Convert the part of the items that opens with the line containing "Exercise. Pick out the white sedan" and runs through the end of the items into a Markdown table with the columns Row and Line, giving each line its own numbered row and omitting blank lines. Leave the pictures out of the table.

____

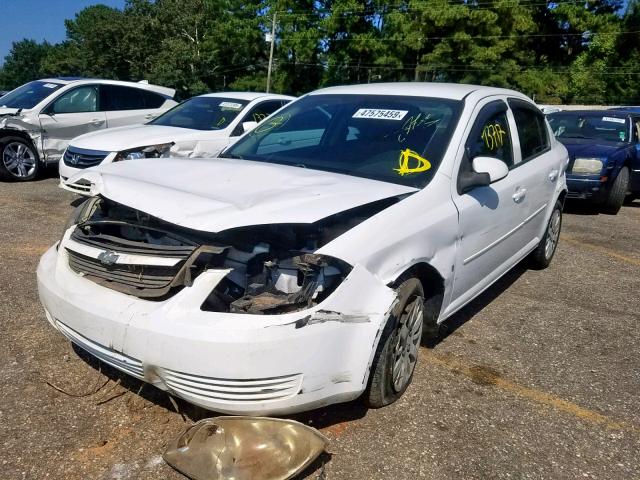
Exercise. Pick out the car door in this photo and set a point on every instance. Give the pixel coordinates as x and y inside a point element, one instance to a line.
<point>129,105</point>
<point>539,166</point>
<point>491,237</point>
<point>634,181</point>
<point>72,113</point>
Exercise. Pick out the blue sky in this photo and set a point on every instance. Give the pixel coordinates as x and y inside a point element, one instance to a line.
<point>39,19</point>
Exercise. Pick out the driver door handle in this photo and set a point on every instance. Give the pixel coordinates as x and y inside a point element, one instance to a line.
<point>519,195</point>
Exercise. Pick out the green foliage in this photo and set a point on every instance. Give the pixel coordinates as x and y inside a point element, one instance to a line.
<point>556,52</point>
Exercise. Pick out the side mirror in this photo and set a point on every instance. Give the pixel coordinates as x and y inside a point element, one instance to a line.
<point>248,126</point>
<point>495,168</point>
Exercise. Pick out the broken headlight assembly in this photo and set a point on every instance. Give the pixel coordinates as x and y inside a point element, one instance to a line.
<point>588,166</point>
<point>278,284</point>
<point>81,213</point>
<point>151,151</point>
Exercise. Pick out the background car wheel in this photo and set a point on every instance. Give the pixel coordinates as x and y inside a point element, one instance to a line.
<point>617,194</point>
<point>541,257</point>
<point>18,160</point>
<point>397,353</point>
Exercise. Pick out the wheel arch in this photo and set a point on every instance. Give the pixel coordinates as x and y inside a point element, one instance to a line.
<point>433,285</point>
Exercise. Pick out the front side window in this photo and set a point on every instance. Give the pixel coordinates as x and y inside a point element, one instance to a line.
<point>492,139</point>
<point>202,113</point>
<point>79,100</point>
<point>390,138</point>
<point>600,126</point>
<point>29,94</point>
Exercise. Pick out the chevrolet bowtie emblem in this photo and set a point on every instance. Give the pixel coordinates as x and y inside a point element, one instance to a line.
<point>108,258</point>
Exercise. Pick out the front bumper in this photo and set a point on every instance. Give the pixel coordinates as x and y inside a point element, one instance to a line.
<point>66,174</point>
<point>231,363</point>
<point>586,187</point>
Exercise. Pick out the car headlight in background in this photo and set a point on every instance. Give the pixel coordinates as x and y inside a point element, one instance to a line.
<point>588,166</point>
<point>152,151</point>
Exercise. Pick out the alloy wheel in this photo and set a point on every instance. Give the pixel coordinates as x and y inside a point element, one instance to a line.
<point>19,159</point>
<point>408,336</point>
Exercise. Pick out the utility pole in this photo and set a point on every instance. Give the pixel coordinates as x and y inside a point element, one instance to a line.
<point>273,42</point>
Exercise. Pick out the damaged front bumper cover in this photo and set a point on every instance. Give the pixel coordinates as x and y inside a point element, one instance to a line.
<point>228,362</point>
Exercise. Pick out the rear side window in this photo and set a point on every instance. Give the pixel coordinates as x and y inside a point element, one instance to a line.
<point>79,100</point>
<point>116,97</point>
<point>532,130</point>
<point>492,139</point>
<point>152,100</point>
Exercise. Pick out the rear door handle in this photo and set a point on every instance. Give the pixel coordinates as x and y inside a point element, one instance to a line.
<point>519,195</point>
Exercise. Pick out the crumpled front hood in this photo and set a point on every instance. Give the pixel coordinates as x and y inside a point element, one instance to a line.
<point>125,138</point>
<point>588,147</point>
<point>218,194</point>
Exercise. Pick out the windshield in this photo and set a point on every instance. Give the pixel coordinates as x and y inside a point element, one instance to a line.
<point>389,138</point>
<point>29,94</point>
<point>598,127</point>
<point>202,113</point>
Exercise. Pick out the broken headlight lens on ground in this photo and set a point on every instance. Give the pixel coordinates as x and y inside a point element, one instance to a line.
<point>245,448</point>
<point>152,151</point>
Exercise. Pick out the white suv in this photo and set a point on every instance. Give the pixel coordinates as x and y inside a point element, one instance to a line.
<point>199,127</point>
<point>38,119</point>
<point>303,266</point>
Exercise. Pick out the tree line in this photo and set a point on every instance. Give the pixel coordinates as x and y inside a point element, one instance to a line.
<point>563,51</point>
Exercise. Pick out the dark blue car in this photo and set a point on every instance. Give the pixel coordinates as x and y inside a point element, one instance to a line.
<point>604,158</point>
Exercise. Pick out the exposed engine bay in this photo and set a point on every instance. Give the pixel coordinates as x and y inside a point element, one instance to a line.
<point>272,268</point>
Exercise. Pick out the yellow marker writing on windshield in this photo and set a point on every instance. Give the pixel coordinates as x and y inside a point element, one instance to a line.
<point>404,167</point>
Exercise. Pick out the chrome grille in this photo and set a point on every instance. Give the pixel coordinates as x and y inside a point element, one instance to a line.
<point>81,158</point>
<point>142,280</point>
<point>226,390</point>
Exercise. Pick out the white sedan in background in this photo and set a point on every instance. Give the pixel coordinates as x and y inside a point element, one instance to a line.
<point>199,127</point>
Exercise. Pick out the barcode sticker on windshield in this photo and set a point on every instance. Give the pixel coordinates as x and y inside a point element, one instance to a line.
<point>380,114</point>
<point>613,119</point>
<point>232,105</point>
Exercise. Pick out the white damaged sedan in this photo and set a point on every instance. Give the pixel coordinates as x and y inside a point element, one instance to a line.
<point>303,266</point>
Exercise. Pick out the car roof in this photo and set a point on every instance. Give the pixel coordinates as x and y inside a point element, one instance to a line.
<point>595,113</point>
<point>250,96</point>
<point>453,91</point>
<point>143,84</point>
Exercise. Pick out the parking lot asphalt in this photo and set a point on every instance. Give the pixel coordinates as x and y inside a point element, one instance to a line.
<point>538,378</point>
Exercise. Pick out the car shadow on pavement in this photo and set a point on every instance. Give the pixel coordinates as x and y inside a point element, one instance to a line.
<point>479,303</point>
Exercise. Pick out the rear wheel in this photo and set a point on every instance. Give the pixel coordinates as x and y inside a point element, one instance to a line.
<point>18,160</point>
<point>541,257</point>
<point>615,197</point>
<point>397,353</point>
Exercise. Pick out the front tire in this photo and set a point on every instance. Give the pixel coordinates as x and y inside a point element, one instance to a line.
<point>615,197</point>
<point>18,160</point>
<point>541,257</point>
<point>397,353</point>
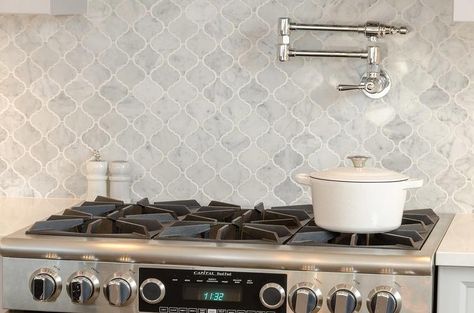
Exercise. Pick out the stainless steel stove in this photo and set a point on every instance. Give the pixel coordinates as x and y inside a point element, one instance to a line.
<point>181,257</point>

____

### Written answer:
| Row | Line |
|---|---|
| 1 | Exercise. Pick out the white sedan in background in this photo and set a point on every instance. Give the pixel coordinates as x and y inside a point element, one instance to a line. |
| 2 | <point>199,127</point> |
| 3 | Exercise. Pick out the barcode sticker on windshield in this photo and set a point on every instance. Give the pixel coordinates as x and y inside a point element, one instance to a line. |
| 4 | <point>380,114</point> |
| 5 | <point>613,119</point> |
| 6 | <point>232,105</point> |
| 7 | Exercise. Pick out the white damaged sedan in this photo and set a point on every instance. Give the pixel coordinates as x and y inside a point element, one instance to a line. |
| 8 | <point>303,266</point> |
| 9 | Exercise. Pick out the car roof in this photo and set a point on every instance. Give the pixel coordinates as x and y inside a point element, one instance to a line. |
| 10 | <point>595,113</point> |
| 11 | <point>250,96</point> |
| 12 | <point>453,91</point> |
| 13 | <point>143,84</point> |
| 14 | Exercise. Pick out the parking lot asphalt in this photo and set a point on every instance. Give the pixel coordinates as x and y inside a point element, one instance to a line. |
| 15 | <point>538,378</point> |
| 16 | Exercise. Pick out the car shadow on pavement in this photo and set a point on every instance. Give the pixel coordinates as x and y inside a point element, one instance to a line. |
| 17 | <point>479,303</point> |
| 18 | Exercise. Pick out the rear wheel in this photo and set a point on every instance. Give the pixel coordinates as x and y inside a point element, one instance to a line. |
| 19 | <point>18,160</point> |
| 20 | <point>541,257</point> |
| 21 | <point>615,197</point> |
| 22 | <point>397,353</point> |
| 23 | Exercise. Pick out the front tire in this photo and set a point on every instance. Give the pixel coordinates as x and y inside a point element, one instance to a line. |
| 24 | <point>615,197</point> |
| 25 | <point>18,160</point> |
| 26 | <point>541,257</point> |
| 27 | <point>397,353</point> |
| 28 | Exercise. Pick out the stainless steel stove in this photo and set a point on every instance. Give the pixel coordinates as x and y inside a point element, one instance to a line. |
| 29 | <point>181,257</point> |